#### Problem:
In the records below, take the part that opens with the line containing "One point goes on every instance of the tree trunk" and closes with the line containing "x=152 y=151", and render it as a Markdown table with columns Row and Line. Give each line its own numbered row and leave out blank lines.

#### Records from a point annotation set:

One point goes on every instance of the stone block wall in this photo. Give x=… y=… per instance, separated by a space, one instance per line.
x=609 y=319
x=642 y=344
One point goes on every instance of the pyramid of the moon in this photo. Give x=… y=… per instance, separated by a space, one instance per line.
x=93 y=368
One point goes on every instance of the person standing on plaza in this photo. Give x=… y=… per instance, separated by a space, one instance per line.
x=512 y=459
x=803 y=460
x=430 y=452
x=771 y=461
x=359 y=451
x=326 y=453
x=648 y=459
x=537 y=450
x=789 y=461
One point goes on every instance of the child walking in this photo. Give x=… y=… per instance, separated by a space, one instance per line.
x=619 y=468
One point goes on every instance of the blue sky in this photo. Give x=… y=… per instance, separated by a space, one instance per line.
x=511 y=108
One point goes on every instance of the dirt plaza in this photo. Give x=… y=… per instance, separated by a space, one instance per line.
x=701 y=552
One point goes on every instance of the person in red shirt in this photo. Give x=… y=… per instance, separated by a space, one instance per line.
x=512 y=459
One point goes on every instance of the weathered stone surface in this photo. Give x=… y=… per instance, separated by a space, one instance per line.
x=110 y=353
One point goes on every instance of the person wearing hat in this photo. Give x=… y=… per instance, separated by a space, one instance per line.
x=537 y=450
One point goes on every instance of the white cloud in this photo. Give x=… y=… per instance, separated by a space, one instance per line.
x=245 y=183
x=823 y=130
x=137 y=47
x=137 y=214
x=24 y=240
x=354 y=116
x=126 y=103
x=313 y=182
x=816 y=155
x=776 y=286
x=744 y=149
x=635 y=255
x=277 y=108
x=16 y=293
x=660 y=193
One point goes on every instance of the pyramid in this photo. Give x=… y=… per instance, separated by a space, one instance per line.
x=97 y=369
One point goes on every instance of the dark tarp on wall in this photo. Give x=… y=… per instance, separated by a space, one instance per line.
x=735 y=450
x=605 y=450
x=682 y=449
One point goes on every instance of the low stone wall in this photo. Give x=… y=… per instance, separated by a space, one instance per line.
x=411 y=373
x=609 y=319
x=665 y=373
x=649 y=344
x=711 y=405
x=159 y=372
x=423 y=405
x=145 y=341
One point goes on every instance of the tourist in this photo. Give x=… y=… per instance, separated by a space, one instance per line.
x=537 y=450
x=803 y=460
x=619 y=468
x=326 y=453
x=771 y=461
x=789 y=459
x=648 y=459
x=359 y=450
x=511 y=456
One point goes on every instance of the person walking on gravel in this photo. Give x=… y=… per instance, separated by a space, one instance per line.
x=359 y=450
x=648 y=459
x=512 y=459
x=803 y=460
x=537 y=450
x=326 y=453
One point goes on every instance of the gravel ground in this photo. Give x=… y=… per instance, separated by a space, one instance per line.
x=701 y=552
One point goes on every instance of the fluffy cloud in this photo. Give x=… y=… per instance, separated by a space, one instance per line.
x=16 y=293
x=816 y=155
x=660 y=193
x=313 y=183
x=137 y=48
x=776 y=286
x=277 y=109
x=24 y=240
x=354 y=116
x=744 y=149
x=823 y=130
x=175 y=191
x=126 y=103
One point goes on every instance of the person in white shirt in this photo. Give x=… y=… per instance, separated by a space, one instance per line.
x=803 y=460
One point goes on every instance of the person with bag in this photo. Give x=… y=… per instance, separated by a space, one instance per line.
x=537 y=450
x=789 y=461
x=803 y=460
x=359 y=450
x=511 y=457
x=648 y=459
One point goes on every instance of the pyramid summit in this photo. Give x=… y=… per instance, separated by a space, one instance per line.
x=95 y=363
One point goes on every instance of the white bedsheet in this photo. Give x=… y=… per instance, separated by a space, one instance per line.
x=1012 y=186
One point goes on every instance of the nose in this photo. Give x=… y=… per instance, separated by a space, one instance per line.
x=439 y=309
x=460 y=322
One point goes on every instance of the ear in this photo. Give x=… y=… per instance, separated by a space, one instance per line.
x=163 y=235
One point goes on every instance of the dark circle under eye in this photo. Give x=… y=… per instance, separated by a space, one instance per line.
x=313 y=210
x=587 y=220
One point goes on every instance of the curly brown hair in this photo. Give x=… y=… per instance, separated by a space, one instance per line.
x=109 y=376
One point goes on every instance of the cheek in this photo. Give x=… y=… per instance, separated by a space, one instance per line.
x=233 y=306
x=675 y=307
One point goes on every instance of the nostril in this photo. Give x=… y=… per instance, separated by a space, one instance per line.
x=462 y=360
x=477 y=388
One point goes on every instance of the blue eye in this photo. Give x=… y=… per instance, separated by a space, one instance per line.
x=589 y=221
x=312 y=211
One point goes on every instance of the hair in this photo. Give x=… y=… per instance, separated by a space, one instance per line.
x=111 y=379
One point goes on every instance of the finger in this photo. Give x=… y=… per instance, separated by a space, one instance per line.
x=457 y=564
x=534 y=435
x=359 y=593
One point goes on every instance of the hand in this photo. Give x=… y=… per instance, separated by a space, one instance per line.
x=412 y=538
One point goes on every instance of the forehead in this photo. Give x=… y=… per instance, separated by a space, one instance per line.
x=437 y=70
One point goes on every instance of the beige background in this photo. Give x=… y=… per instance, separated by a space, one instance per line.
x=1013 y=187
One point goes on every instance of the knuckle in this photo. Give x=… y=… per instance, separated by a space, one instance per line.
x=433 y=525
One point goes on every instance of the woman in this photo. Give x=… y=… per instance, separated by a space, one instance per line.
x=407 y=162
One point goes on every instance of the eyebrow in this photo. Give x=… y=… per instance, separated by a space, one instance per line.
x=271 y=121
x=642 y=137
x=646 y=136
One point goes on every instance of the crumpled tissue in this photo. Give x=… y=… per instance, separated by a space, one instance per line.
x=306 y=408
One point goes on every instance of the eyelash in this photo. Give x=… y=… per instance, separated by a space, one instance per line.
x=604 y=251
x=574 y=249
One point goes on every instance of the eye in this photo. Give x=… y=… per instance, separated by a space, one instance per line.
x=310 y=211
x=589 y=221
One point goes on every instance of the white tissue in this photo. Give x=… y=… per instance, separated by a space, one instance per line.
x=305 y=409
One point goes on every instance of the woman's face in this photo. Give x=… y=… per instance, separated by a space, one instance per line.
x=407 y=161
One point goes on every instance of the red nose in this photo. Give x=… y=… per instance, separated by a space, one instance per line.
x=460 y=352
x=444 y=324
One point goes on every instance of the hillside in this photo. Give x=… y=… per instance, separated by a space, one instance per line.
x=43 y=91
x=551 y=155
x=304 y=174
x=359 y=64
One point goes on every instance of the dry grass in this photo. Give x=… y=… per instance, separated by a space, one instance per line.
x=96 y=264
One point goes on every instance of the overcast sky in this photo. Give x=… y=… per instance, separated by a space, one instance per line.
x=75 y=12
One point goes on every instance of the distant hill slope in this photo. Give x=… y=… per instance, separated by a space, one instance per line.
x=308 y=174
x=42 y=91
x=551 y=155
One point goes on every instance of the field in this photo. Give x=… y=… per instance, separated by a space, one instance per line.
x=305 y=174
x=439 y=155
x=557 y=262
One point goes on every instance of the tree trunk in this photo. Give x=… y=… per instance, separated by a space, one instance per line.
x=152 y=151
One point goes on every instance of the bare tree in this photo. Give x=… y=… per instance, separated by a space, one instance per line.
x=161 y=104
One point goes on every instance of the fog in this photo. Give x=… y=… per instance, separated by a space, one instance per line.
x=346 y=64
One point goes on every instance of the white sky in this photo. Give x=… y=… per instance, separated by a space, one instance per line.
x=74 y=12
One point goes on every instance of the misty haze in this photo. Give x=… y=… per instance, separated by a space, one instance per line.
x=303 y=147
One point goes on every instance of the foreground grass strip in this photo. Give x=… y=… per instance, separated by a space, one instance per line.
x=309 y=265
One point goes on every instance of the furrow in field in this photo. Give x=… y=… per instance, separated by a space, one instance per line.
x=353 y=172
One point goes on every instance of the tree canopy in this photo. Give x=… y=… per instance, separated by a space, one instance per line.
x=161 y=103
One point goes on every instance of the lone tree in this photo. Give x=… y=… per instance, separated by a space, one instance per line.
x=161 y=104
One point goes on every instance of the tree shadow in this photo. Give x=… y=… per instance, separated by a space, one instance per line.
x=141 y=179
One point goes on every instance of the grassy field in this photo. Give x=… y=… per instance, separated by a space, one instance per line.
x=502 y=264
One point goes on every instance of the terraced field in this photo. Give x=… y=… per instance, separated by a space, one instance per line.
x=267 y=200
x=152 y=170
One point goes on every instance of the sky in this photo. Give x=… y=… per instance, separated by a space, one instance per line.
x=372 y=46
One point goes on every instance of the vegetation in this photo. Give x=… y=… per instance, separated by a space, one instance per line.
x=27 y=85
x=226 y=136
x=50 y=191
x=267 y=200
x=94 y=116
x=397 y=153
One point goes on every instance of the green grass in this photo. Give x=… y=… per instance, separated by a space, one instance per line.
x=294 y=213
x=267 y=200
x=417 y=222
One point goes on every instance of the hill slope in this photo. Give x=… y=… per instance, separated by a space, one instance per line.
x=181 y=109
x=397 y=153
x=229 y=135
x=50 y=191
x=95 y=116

#### Worked solution:
| Row | Line |
|---|---|
| 1 | One point goes on every instance of the tree trunk in this photo. Give x=… y=… per instance, separated by a space, one instance per line. |
| 2 | x=152 y=151 |